● Passage
+++++

Heidi Peters

Personal information
- Born: October 12, 1994 (age 31) Edmonton, Alberta, Canada

Sport
- Sport: Sitting volleyball
- Disability class: VS1

Medal record
Women's sitting volleyball
Representing Canada
Paralympic Games
| Bronze medal – third place | 2024 Paris | Team |
World Championship
| Silver medal – second place | 2022 Sarajevo | Team |
Parapan American Games
| Bronze medal – third place | 2015 Toronto | Team |
| Bronze medal – third place | 2019 Lima | Team |

= Heidi Peters =

Canadian sitting volleyball player (born 1994)

Heidi Peters (born October 12, 1994) is a Canadian sitting volleyball player.

==Career==
Peters competed at the World Para Volleyball Championship in 2022 and won a silver medal, Canada's first ever medal in sitting volleyball at a major international event.

On July 22, 2024, she was named to Canada's roster to compete at the 2024 Summer Paralympics. She won a bronze medal in sitting volleyball, Canada's first ever medal in the event.

==Personal life==
Peters was diagnosed with bone cancer in her left leg at 16 years old. She underwent chemotherapy, however, the cancer did not go away, and as a result she underwent amputation of her leg below the knee.

+++++

● Saved data entries

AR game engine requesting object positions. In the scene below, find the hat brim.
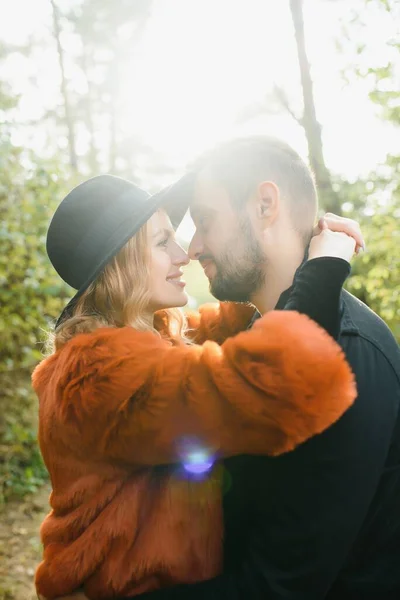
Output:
[55,173,193,329]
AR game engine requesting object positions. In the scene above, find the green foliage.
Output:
[0,144,75,372]
[0,140,76,504]
[346,211,400,342]
[0,372,47,508]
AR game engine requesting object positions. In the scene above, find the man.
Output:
[53,137,400,600]
[140,137,400,600]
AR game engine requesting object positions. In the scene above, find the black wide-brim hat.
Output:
[46,175,191,328]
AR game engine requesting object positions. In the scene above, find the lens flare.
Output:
[182,451,214,475]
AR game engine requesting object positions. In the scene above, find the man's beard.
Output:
[206,216,267,302]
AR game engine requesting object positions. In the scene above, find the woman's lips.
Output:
[167,277,186,288]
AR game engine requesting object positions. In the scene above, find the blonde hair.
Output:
[46,214,186,353]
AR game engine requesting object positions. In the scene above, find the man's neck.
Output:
[251,250,304,315]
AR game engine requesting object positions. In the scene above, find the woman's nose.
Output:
[188,231,203,260]
[173,245,190,266]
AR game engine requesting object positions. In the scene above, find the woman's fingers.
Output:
[314,213,365,254]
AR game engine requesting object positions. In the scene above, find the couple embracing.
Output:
[33,137,400,600]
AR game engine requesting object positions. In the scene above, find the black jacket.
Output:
[138,284,400,600]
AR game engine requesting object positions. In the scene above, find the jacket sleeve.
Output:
[38,311,355,465]
[134,336,400,600]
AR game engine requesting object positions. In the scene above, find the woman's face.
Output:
[147,210,189,312]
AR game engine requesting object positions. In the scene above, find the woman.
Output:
[33,176,355,599]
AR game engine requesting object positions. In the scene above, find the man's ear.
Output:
[256,181,280,225]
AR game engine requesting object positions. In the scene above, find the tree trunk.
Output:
[50,0,78,171]
[290,0,341,215]
[82,48,99,174]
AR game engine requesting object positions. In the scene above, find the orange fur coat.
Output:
[32,305,356,599]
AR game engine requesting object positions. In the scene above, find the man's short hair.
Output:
[194,136,318,245]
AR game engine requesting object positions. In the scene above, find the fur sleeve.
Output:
[33,311,356,465]
[186,302,255,344]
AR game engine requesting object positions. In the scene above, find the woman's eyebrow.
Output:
[153,228,175,239]
[189,206,215,220]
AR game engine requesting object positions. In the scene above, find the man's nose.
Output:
[188,231,204,260]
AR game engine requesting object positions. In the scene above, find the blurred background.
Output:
[0,0,400,600]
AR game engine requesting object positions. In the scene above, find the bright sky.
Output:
[0,0,398,240]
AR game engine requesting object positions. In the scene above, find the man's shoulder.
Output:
[340,290,400,373]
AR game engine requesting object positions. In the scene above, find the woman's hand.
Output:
[308,213,365,262]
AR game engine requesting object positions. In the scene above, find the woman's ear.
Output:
[256,181,280,225]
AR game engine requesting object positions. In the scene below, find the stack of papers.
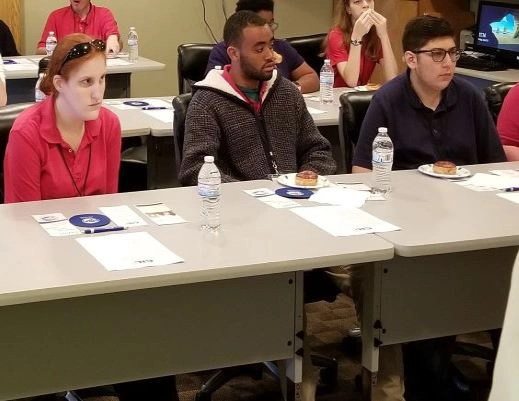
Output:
[456,173,519,191]
[290,206,400,237]
[76,232,184,271]
[310,187,371,208]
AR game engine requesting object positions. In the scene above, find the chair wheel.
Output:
[319,366,338,387]
[195,391,211,401]
[354,375,362,391]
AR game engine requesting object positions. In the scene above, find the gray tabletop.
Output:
[455,67,519,82]
[333,162,519,257]
[0,181,393,305]
[304,88,355,127]
[4,55,166,79]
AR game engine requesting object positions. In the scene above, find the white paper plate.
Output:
[277,173,330,189]
[418,164,472,179]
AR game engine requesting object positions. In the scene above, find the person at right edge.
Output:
[351,15,506,401]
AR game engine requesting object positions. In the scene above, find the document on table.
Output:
[291,206,400,237]
[497,192,519,203]
[489,170,519,178]
[99,205,148,227]
[106,57,132,67]
[76,232,184,271]
[143,108,173,124]
[32,213,81,237]
[4,57,37,71]
[306,106,326,115]
[309,187,371,208]
[455,173,519,191]
[135,203,186,226]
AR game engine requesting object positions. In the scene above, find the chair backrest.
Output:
[286,33,326,75]
[177,43,215,94]
[483,82,516,122]
[339,91,375,173]
[171,93,191,175]
[0,103,34,203]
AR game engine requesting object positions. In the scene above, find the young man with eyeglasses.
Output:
[206,0,319,93]
[350,15,506,401]
[353,15,505,172]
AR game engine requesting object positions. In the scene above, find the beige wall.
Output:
[21,0,332,96]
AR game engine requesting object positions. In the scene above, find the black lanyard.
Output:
[256,114,279,174]
[58,144,92,196]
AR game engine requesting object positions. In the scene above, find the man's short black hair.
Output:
[223,10,267,46]
[236,0,274,13]
[402,15,454,52]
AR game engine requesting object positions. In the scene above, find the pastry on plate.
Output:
[296,170,318,187]
[433,160,458,175]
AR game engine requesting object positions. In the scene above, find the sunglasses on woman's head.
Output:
[59,39,106,72]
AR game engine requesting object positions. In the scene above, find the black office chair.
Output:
[339,91,375,173]
[286,33,326,74]
[0,103,34,203]
[483,82,516,122]
[177,43,215,94]
[0,20,20,57]
[172,93,338,401]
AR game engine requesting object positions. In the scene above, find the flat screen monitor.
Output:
[474,1,519,65]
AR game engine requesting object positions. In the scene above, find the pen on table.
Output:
[83,226,128,234]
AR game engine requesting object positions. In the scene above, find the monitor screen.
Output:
[474,1,519,62]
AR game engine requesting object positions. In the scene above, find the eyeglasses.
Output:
[413,47,463,63]
[59,39,106,72]
[268,21,279,32]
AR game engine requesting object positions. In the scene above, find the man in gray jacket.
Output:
[179,11,336,185]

+++++

● Required actions
**1.** Copy the part of the Heidi Peters article that opens with the words containing "Heidi Peters (born" and closes with "below the knee.", substituting "radiation therapy" for "chemotherapy".
**2.** According to the Heidi Peters article, how old was Peters when she was diagnosed with bone cancer?

● Solutions for each task
**1.**
Heidi Peters (born October 12, 1994) is a Canadian sitting volleyball player.

==Career==
Peters competed at the World Para Volleyball Championship in 2022 and won a silver medal, Canada's first ever medal in sitting volleyball at a major international event.

On July 22, 2024, she was named to Canada's roster to compete at the 2024 Summer Paralympics. She won a bronze medal in sitting volleyball, Canada's first ever medal in the event.

==Personal life==
Peters was diagnosed with bone cancer in her left leg at 16 years old. She underwent radiation therapy, however, the cancer did not go away, and as a result she underwent amputation of her leg below the knee.

**2.** She was 16 years old.